Recorded data:

▼

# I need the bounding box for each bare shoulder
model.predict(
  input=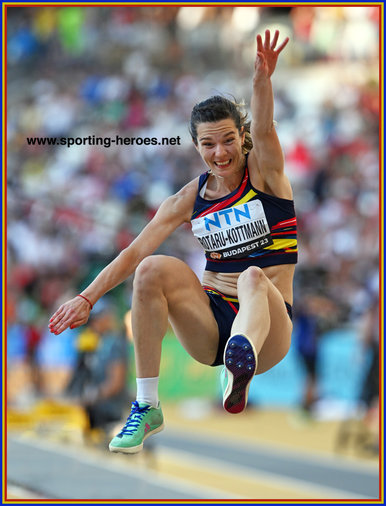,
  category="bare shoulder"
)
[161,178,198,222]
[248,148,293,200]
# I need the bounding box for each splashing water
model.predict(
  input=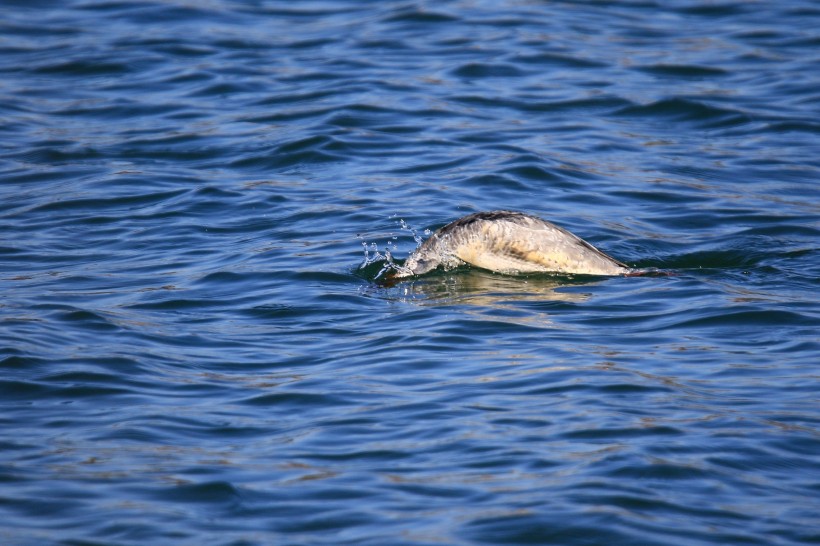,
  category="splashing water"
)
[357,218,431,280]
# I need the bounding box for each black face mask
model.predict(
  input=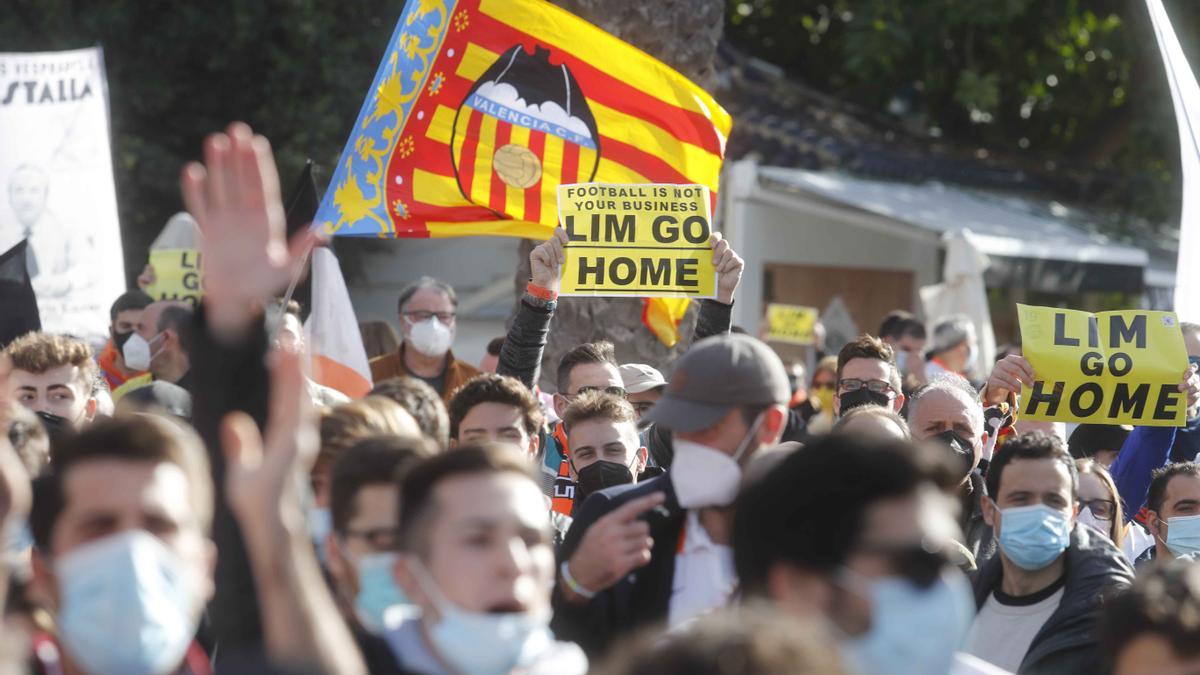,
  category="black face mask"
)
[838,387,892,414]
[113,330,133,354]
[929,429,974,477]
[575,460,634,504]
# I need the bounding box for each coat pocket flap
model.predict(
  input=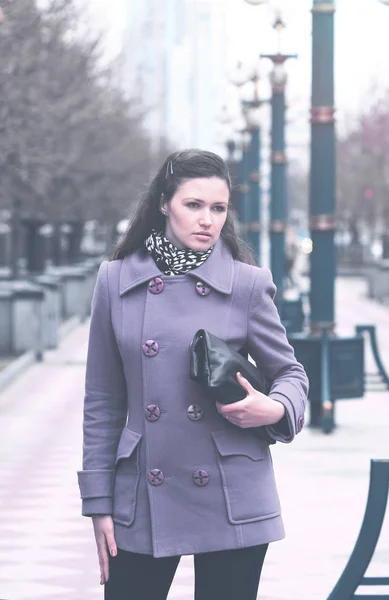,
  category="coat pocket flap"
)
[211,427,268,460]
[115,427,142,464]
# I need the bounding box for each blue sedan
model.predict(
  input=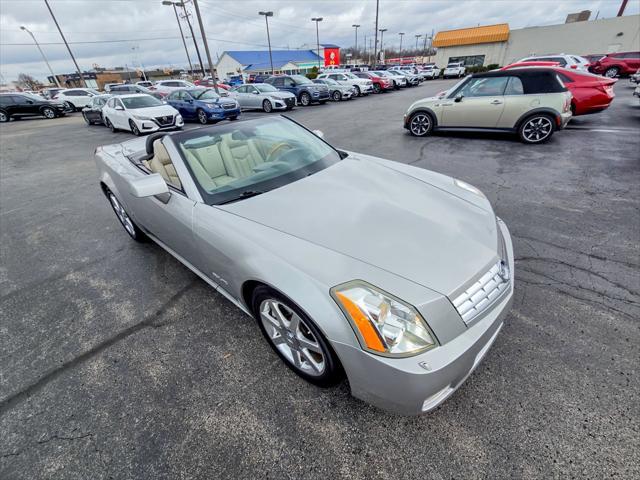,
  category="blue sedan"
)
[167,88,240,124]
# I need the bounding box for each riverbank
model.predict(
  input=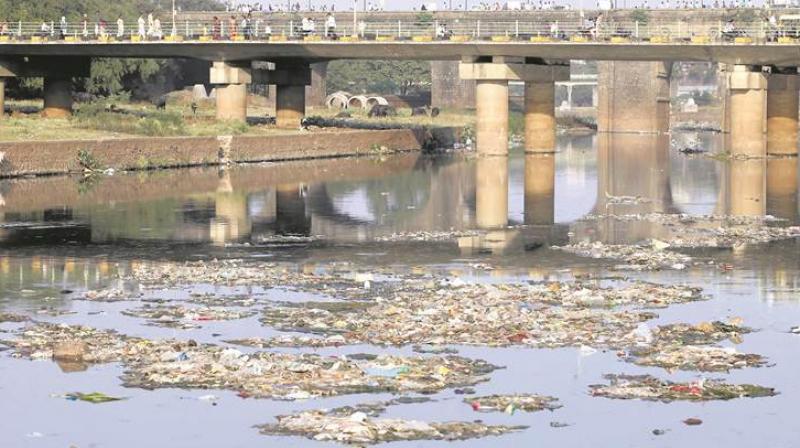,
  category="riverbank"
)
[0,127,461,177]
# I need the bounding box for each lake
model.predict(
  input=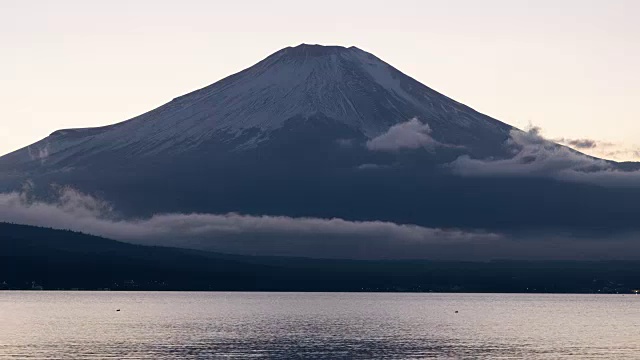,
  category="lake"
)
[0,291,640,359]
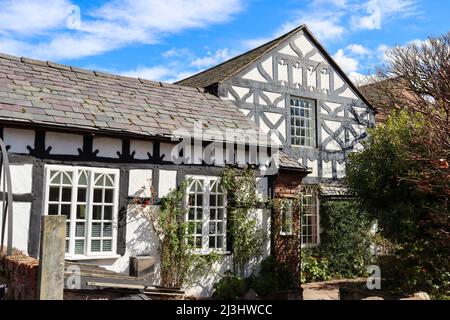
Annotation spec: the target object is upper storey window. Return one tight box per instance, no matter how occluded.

▲

Report every line of the material that contains the word "sedan", where uppercase and lowercase letters count as different.

Solved problem:
# I need the bounding box for each blue sedan
  category="blue sedan"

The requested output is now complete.